▸ **Directions for this task**
Which lines of the material below contain the word "walkway"? Copy each of them out.

[Data records]

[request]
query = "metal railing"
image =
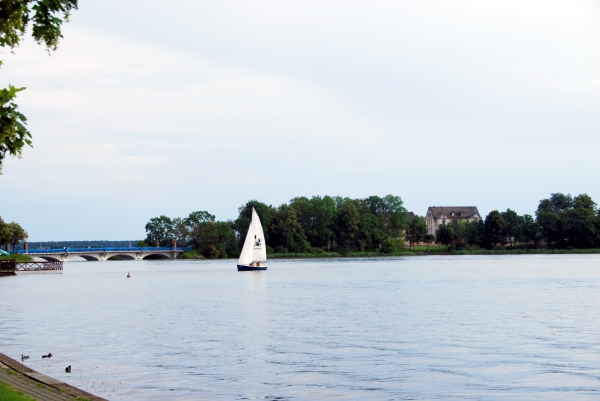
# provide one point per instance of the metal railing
(95, 250)
(38, 266)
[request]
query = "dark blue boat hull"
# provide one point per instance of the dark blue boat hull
(242, 268)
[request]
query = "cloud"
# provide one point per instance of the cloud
(151, 110)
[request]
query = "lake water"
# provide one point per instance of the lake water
(417, 328)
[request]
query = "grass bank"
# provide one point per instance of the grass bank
(8, 393)
(434, 251)
(18, 258)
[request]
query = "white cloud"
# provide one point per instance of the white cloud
(152, 110)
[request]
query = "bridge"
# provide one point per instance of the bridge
(102, 254)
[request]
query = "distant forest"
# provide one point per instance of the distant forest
(373, 224)
(79, 244)
(379, 224)
(303, 225)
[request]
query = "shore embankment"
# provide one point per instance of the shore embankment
(434, 252)
(38, 385)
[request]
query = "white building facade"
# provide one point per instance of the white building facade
(437, 215)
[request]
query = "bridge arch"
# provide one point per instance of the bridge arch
(121, 256)
(48, 258)
(155, 256)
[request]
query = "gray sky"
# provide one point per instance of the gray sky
(153, 107)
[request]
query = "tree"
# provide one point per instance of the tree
(5, 234)
(417, 230)
(181, 231)
(513, 224)
(495, 229)
(245, 214)
(287, 234)
(474, 232)
(459, 230)
(194, 220)
(428, 239)
(159, 229)
(567, 221)
(347, 224)
(444, 235)
(530, 230)
(17, 234)
(216, 239)
(46, 16)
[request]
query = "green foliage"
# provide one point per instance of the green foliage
(9, 393)
(242, 223)
(569, 222)
(5, 233)
(216, 239)
(13, 132)
(347, 224)
(513, 223)
(428, 239)
(444, 235)
(495, 229)
(474, 232)
(17, 257)
(159, 229)
(46, 17)
(190, 255)
(11, 233)
(17, 234)
(286, 231)
(417, 230)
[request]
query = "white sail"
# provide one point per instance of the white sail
(255, 248)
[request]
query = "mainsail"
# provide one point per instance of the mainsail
(255, 248)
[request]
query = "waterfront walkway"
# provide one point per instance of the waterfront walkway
(102, 254)
(37, 385)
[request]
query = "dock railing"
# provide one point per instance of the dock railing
(37, 266)
(83, 250)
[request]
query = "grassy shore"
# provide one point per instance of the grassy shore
(8, 393)
(434, 251)
(18, 258)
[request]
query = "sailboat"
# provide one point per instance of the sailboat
(254, 252)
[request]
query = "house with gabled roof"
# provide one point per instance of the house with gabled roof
(437, 215)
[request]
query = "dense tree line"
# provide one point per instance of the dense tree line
(561, 221)
(303, 225)
(11, 234)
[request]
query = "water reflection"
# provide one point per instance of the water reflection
(414, 328)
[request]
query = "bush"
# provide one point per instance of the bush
(281, 249)
(190, 255)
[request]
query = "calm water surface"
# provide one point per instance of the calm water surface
(452, 328)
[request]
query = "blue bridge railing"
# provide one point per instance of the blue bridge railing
(83, 250)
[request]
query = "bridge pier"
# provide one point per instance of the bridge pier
(103, 254)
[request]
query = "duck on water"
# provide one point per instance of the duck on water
(254, 252)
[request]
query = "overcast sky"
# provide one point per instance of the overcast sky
(153, 107)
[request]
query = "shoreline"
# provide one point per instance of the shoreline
(479, 252)
(34, 383)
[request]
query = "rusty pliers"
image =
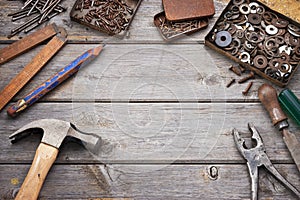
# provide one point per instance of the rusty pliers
(257, 157)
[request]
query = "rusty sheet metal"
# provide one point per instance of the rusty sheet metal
(178, 10)
(290, 8)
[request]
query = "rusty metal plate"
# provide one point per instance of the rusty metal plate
(112, 17)
(172, 30)
(290, 8)
(179, 10)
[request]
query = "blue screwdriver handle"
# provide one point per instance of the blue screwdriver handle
(54, 81)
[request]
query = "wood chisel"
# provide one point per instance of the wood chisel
(54, 81)
(268, 96)
(34, 66)
(27, 43)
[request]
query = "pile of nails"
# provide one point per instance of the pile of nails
(239, 70)
(111, 15)
(38, 12)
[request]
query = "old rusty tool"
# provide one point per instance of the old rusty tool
(34, 66)
(257, 157)
(27, 43)
(268, 96)
(54, 133)
(54, 81)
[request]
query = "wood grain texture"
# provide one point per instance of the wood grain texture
(163, 111)
(151, 182)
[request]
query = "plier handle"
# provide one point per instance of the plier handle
(257, 157)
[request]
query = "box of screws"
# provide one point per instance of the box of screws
(258, 38)
(110, 16)
(172, 30)
(37, 12)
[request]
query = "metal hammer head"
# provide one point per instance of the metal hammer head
(55, 131)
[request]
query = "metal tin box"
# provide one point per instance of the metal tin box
(259, 38)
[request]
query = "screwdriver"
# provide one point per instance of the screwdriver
(54, 81)
(268, 97)
(291, 104)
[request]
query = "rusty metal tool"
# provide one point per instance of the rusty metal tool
(34, 66)
(268, 97)
(54, 81)
(54, 133)
(25, 44)
(257, 157)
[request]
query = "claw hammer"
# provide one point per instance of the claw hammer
(55, 131)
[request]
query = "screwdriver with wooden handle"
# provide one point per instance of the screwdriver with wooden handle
(268, 97)
(54, 81)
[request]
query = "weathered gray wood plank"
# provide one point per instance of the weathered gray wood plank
(149, 72)
(150, 132)
(149, 182)
(141, 30)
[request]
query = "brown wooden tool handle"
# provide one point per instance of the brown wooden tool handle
(268, 97)
(44, 158)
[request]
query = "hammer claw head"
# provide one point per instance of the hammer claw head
(55, 131)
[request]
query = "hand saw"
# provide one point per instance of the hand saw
(59, 38)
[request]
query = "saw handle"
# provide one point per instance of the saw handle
(268, 97)
(44, 158)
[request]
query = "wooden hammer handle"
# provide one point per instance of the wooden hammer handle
(44, 158)
(268, 97)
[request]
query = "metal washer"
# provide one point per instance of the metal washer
(223, 39)
(271, 30)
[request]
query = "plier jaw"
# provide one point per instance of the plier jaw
(241, 146)
(257, 157)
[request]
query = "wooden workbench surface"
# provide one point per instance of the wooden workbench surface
(163, 111)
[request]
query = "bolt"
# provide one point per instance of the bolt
(245, 92)
(250, 76)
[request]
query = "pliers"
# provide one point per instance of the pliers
(257, 157)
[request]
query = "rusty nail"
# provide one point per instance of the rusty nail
(245, 92)
(250, 76)
(236, 70)
(230, 83)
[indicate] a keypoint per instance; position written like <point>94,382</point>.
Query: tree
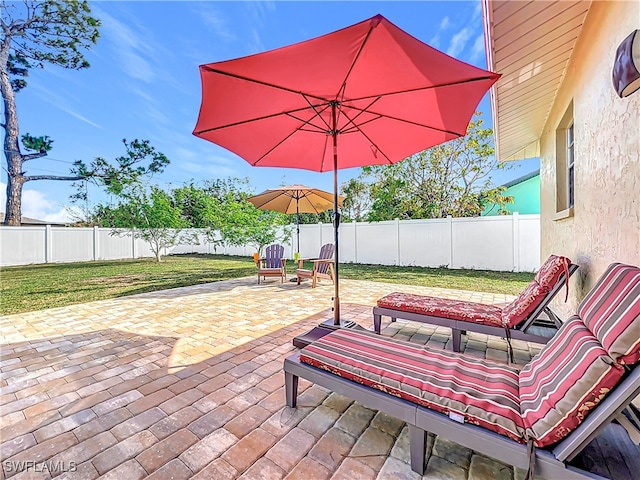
<point>35,33</point>
<point>152,213</point>
<point>449,179</point>
<point>244,224</point>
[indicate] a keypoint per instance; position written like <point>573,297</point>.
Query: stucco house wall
<point>604,225</point>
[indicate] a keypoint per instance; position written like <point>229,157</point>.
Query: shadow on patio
<point>191,386</point>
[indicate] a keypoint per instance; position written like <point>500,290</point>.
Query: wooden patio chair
<point>273,264</point>
<point>322,266</point>
<point>538,418</point>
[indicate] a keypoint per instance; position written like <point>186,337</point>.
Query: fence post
<point>48,244</point>
<point>398,241</point>
<point>516,241</point>
<point>95,243</point>
<point>450,222</point>
<point>355,242</point>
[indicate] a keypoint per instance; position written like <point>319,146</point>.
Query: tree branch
<point>29,178</point>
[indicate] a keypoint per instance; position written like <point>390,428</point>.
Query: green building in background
<point>526,195</point>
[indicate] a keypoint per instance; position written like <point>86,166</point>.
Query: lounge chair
<point>273,264</point>
<point>541,416</point>
<point>322,266</point>
<point>521,319</point>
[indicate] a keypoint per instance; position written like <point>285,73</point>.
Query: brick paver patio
<point>188,383</point>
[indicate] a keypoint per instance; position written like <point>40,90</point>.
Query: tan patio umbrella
<point>295,199</point>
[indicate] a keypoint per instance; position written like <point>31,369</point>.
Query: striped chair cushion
<point>484,393</point>
<point>564,382</point>
<point>546,278</point>
<point>551,271</point>
<point>518,310</point>
<point>611,311</point>
<point>443,307</point>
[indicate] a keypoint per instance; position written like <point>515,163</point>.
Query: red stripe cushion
<point>611,310</point>
<point>549,274</point>
<point>566,380</point>
<point>443,307</point>
<point>546,278</point>
<point>484,392</point>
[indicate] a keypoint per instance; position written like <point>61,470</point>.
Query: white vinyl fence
<point>502,243</point>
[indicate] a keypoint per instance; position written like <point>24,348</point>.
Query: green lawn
<point>35,287</point>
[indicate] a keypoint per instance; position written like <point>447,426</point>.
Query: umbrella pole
<point>336,219</point>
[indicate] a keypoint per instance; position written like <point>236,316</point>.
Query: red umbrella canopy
<point>380,94</point>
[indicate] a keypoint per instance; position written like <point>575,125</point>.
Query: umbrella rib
<point>259,82</point>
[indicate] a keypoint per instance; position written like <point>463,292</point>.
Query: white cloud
<point>134,51</point>
<point>36,204</point>
<point>215,21</point>
<point>458,42</point>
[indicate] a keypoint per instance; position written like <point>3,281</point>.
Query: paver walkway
<point>188,383</point>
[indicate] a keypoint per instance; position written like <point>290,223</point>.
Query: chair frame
<point>528,330</point>
<point>272,272</point>
<point>315,275</point>
<point>551,462</point>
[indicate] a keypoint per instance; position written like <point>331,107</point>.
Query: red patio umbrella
<point>369,94</point>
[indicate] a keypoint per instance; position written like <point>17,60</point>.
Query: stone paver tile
<point>247,398</point>
<point>247,421</point>
<point>332,448</point>
<point>212,421</point>
<point>99,386</point>
<point>128,385</point>
<point>309,469</point>
<point>355,469</point>
<point>313,396</point>
<point>440,469</point>
<point>102,424</point>
<point>355,419</point>
<point>451,451</point>
<point>83,471</point>
<point>244,453</point>
<point>242,384</point>
<point>484,468</point>
<point>291,449</point>
<point>11,447</point>
<point>183,400</point>
<point>208,449</point>
<point>84,451</point>
<point>64,425</point>
<point>24,403</point>
<point>137,423</point>
<point>263,469</point>
<point>44,451</point>
<point>174,422</point>
<point>399,470</point>
<point>173,470</point>
<point>131,470</point>
<point>217,470</point>
<point>387,423</point>
<point>123,451</point>
<point>373,447</point>
<point>338,402</point>
<point>214,399</point>
<point>172,446</point>
<point>149,401</point>
<point>158,384</point>
<point>28,425</point>
<point>84,403</point>
<point>187,383</point>
<point>319,421</point>
<point>284,420</point>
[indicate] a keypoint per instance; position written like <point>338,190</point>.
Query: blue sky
<point>144,83</point>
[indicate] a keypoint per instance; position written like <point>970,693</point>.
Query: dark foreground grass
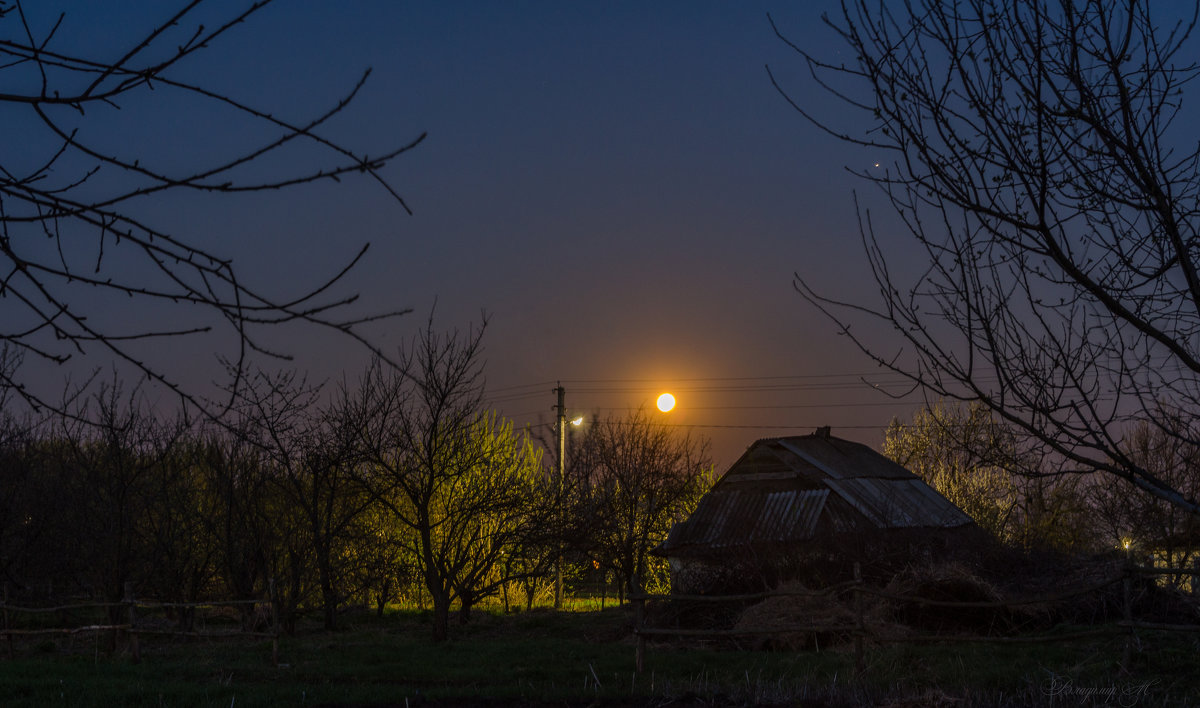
<point>582,659</point>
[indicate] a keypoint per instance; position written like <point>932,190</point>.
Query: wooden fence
<point>132,623</point>
<point>861,631</point>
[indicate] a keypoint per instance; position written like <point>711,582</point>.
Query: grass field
<point>543,658</point>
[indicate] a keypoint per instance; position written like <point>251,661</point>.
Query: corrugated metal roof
<point>737,517</point>
<point>780,490</point>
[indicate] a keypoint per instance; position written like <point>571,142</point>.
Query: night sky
<point>617,185</point>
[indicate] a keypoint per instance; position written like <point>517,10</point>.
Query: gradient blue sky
<point>616,184</point>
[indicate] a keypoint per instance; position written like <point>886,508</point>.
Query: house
<point>809,508</point>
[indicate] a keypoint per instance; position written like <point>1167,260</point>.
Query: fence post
<point>859,627</point>
<point>639,622</point>
<point>275,622</point>
<point>135,649</point>
<point>6,628</point>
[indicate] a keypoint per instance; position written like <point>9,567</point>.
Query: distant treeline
<point>400,485</point>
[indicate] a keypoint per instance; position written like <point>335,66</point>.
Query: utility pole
<point>562,471</point>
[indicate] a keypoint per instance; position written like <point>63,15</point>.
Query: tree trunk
<point>441,616</point>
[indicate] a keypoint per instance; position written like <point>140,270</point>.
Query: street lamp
<point>562,475</point>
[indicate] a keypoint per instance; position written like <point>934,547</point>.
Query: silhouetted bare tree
<point>1039,157</point>
<point>76,234</point>
<point>448,469</point>
<point>640,478</point>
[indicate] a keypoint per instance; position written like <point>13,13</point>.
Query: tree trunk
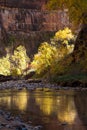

▸ **Full answer**
query = "waterfront walkway"
# provide one point per instance of the waterfront walkway
Query: paver walkway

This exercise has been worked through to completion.